===== Extracted entries

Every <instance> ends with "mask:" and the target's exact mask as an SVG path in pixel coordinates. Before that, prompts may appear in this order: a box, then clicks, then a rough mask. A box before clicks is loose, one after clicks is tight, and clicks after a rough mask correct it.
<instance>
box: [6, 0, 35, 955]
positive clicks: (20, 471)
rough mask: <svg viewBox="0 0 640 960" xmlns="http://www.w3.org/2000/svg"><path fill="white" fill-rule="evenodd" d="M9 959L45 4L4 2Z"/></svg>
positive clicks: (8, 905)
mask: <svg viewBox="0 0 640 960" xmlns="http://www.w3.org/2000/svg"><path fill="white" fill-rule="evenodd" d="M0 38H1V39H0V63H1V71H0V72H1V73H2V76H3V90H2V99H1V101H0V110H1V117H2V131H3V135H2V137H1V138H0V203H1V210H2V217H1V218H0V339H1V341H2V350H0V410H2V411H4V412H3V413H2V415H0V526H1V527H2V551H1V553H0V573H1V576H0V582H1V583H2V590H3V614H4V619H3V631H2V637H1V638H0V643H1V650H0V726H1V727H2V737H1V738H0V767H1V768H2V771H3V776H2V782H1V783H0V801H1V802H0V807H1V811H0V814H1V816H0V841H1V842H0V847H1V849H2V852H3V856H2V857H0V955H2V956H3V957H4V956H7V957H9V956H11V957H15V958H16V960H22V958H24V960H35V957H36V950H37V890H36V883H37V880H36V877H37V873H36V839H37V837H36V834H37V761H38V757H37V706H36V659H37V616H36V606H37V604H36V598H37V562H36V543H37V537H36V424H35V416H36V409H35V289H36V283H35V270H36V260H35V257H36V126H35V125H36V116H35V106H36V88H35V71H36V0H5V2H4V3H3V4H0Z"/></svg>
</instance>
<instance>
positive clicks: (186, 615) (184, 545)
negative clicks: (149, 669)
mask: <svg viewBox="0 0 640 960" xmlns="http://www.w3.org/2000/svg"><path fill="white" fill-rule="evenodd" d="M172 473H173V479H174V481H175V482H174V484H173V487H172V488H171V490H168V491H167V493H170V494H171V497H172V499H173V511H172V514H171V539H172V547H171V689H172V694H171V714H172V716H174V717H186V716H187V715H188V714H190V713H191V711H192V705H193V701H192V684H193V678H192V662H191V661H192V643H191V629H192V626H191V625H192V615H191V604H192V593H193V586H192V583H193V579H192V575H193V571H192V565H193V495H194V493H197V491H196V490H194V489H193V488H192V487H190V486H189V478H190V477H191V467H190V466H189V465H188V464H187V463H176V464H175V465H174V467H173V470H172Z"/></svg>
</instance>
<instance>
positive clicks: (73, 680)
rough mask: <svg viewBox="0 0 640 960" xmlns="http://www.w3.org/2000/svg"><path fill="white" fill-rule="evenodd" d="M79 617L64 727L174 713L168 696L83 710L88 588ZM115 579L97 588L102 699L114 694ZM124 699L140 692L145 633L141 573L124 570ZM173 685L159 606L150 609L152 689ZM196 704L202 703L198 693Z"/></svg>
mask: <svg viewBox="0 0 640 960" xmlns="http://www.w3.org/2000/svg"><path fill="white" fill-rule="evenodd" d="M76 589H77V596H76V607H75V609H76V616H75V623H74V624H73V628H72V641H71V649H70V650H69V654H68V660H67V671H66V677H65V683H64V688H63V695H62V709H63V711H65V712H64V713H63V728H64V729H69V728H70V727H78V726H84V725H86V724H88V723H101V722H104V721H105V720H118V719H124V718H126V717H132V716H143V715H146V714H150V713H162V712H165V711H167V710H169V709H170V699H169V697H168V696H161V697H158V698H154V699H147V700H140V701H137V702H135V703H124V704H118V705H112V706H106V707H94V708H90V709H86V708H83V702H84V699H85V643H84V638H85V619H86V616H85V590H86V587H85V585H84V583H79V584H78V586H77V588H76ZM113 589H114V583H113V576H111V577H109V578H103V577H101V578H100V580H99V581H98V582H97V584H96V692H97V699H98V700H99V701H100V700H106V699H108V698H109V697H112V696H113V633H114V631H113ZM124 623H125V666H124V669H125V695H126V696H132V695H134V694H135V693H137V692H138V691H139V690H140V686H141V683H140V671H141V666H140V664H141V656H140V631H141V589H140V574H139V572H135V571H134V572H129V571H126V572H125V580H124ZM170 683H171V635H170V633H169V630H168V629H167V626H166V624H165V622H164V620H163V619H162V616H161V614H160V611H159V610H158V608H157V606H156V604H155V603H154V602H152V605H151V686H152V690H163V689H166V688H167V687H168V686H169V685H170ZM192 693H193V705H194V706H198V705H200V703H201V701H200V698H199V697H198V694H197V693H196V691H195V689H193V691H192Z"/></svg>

==========

▸ **To do**
Every piece of the data must be set down exactly. Omit nothing.

▸ **Solution to this task**
Every <instance> ends with "mask:" and the target's exact mask as an SVG path in pixel coordinates. Before that, prompts may appear in this order: a box, then clicks, then a rough mask. A box before clicks is loose, one after clicks is tight, and clicks after a rough mask correct it.
<instance>
box: [6, 0, 35, 955]
positive clicks: (20, 471)
rough mask: <svg viewBox="0 0 640 960" xmlns="http://www.w3.org/2000/svg"><path fill="white" fill-rule="evenodd" d="M9 959L45 4L4 2Z"/></svg>
positive clicks: (8, 905)
mask: <svg viewBox="0 0 640 960" xmlns="http://www.w3.org/2000/svg"><path fill="white" fill-rule="evenodd" d="M0 38H1V39H0V63H1V71H0V72H1V73H2V76H3V90H2V99H1V101H0V110H1V117H2V131H3V135H2V137H1V138H0V203H1V210H2V217H1V218H0V339H1V341H2V350H0V410H2V411H4V412H3V413H2V415H0V526H1V527H2V551H1V553H0V573H1V576H0V582H1V583H2V590H3V614H4V619H3V631H2V637H1V638H0V643H1V650H0V726H1V727H2V737H1V738H0V767H1V768H2V771H3V776H2V782H1V783H0V801H1V802H0V807H1V811H0V814H1V816H0V841H1V842H0V847H1V849H2V852H3V856H2V857H0V955H2V956H3V957H4V956H7V957H9V956H11V957H15V958H16V960H22V958H24V960H35V957H36V950H37V890H36V883H37V880H36V877H37V873H36V839H37V837H36V834H37V761H38V757H37V706H36V659H37V616H36V606H37V604H36V598H37V562H36V543H37V537H36V424H35V416H36V409H35V289H36V283H35V270H36V260H35V257H36V126H35V125H36V116H35V106H36V88H35V71H36V0H5V2H4V3H3V4H0Z"/></svg>
</instance>
<instance>
positive clicks: (186, 615) (184, 545)
negative clicks: (149, 669)
mask: <svg viewBox="0 0 640 960" xmlns="http://www.w3.org/2000/svg"><path fill="white" fill-rule="evenodd" d="M172 473H173V479H174V481H175V482H174V484H173V487H172V488H171V490H168V491H167V493H170V494H171V497H172V499H173V511H172V514H171V539H172V547H171V689H172V694H171V714H172V716H174V717H186V716H187V715H188V714H190V713H191V711H192V705H193V701H192V684H193V678H192V662H191V661H192V643H191V629H192V626H191V625H192V615H191V604H192V593H193V586H192V583H193V579H192V575H193V571H192V565H193V495H194V493H197V491H196V490H194V489H193V488H192V487H190V486H189V478H190V477H191V467H190V466H189V465H188V464H187V463H176V464H175V465H174V467H173V470H172Z"/></svg>
</instance>
<instance>
positive clicks: (73, 680)
rough mask: <svg viewBox="0 0 640 960" xmlns="http://www.w3.org/2000/svg"><path fill="white" fill-rule="evenodd" d="M79 617L64 727L174 713L168 696L83 710L88 588ZM115 579L97 588L102 699L114 694ZM124 699L140 692L145 633L141 573L124 570ZM173 685L159 606L150 609L152 689ZM196 704L202 703L198 693Z"/></svg>
mask: <svg viewBox="0 0 640 960" xmlns="http://www.w3.org/2000/svg"><path fill="white" fill-rule="evenodd" d="M76 589H77V596H76V607H75V609H76V616H75V623H74V624H73V628H72V641H71V649H70V650H69V654H68V660H67V671H66V677H65V683H64V688H63V695H62V709H63V711H65V712H64V713H63V728H64V729H69V728H70V727H78V726H84V725H86V724H88V723H101V722H104V721H105V720H118V719H124V718H126V717H132V716H143V715H146V714H150V713H162V712H165V711H167V710H169V709H170V699H169V697H168V696H161V697H158V698H154V699H147V700H140V701H137V702H135V703H124V704H118V705H112V706H106V707H94V708H90V709H86V708H83V702H84V699H85V643H84V638H85V619H86V616H85V590H86V587H85V585H84V583H79V584H78V586H77V588H76ZM113 589H114V583H113V576H111V577H109V578H103V577H101V578H100V580H99V581H98V582H97V584H96V692H97V699H98V700H99V701H100V700H106V699H108V698H109V697H112V696H113V633H114V631H113ZM124 623H125V666H124V669H125V695H126V696H132V695H134V694H135V693H137V692H138V691H139V690H140V686H141V683H140V671H141V666H140V664H141V656H140V631H141V589H140V574H139V572H135V571H134V572H129V571H126V572H125V580H124ZM170 683H171V635H170V633H169V630H168V629H167V626H166V624H165V622H164V620H163V619H162V616H161V614H160V611H159V610H158V608H157V606H156V604H155V603H154V602H152V605H151V686H152V690H163V689H166V688H167V687H168V686H169V685H170ZM192 693H193V705H194V706H198V705H200V703H201V701H200V698H199V697H198V694H197V693H196V691H195V689H193V691H192Z"/></svg>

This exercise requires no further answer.